* Begin SELECTED EXTRACT *

This proposal submission is a collaboration between @StefanoFioravanzo, @andreyvelich, and myself. We also got helpful feedback from multiple other community members.

ederign avatar Jan 29 '25 16:01 ederign

This proposal is also related to the 'SDK discussion' on https://github.com/kubeflow/training-operator/issues/2402#issuecomment-2619160006

ederign avatar Jan 29 '25 16:01 ederign

@ederign thanks for migrating our notes and creating the issue! Looking forward to starting these efforts and can't wait to hear feedback from the community

StefanoFioravanzo avatar Jan 29 '25 16:01 StefanoFioravanzo

cc @zsailer @bigsur0 @shravan-achar @akshaychitneni

andreyvelich avatar Jan 29 '25 16:01 andreyvelich

Thanks for the well-written proposal. Some of these align very well with the mission of the Elyra project. Given the synergy, it might be a good idea to explore how we could make some of these in the context of Jupyter/Elyra in particular as we are all projects related to the Linux Foundation. Please let me know if any specific meetings are happening in this area.

cc @caponetto @shalberd @romeokienzler

lresende avatar Jan 29 '25 20:01 lresende

@lresende absolutely! We still need to wait for broader feedback from the community about the proposal, but if we agree to proceed, I'll make sure to invite Elyra folks to the discussions.

ederign avatar Jan 29 '25 22:01 ederign

I think this is a great idea and will enhance the overall UX with Kubeflow! I'd be happy to help out with any of the initiatives.

Griffin-Sullivan avatar Jan 30 '25 14:01 Griffin-Sullivan

Really detailed proposal, thank you very much for that! From my experience at Pepsico, Data Scientists often struggle to get familiar with Kubeflow, and companies typically need to develop a tool or library to help them use it effectively. Once implemented, this could definitely accelerate adoption.

milosjava avatar Jan 31 '25 19:01 milosjava

I think it's really great initiative that will improve Kubeflow usability. And thank you so much for the detailed explanation, great work! I would really like to help in this initiative.

* End SELECTED EXTRACT *

Continue the community discussion of the Kubeflow usability proposal from its final comment onward.

* Begin COLLECTED DATA *

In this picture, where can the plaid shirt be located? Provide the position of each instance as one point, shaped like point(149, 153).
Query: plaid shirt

* End COLLECTED DATA *

● RESULT
tarekabouzeid avatar Feb 04 '25 20:02 tarekabouzeid

Hi Folks, I propose a new name for this Working Group: ML Experience. Given that we will develop many tools (Jupyter Extensions, SDK, re-usable UI components) that streamline ML Engineer experience. What do community think on this ?

andreyvelich avatar Feb 14 '25 16:02 andreyvelich

@andreyvelich before focusing on the name itself - do you confirm you are ok with the charter and the proposed action plan? Don't want to get hung up on naming in case there are aspects of the proposal that need to be discussed.

If the proposal looks ok, then let's discussing naming

StefanoFioravanzo avatar Feb 15 '25 08:02 StefanoFioravanzo

Sure, that sounds good to me @StefanoFioravanzo! In any case, let's talk about it at the next Kubeflow Community Call and covert this proposal to the PR in kubeflow/community.

andreyvelich avatar Feb 17 '25 15:02 andreyvelich

Thank everyone for all the input here. I just submit a proposal for the kubeflow community: https://github.com/kubeflow/community/pull/824

ederign avatar Feb 18 '25 17:02 ederign

@ederign thank you for working on this proposal. I love the idea of user-centric approach basically when looking into how the different tools can make their journey easily by integrating or building new tools. I'm interested in joining.

varodrig avatar Feb 26 '25 03:02 varodrig

@varodrig great! I would love your feedback at https://github.com/kubeflow/community/pull/824

ederign avatar Feb 26 '25 13:02 ederign

@ederign , could you provide some initial guidance or key resources to help me gain a better understanding of the project?

RonakSingh55 avatar Mar 09 '25 13:03 RonakSingh55

@ederign I would like to join WG if possible please

szaher avatar Mar 11 '25 15:03 szaher

@RonakSingh55 @szaher, that is great! We are discussing the official proposal of the working group here: https://github.com/kubeflow/community/pull/824

ederign avatar Mar 17 '25 11:03 ederign

Let's keep it open until we finalize scope of ML Experience WG. /retitle Proposal: ML Experience Working Group

andreyvelich avatar Mar 17 '25 20:03 andreyvelich

I just raised a new PR with a FUP of requested changes on https://github.com/kubeflow/community/pull/824.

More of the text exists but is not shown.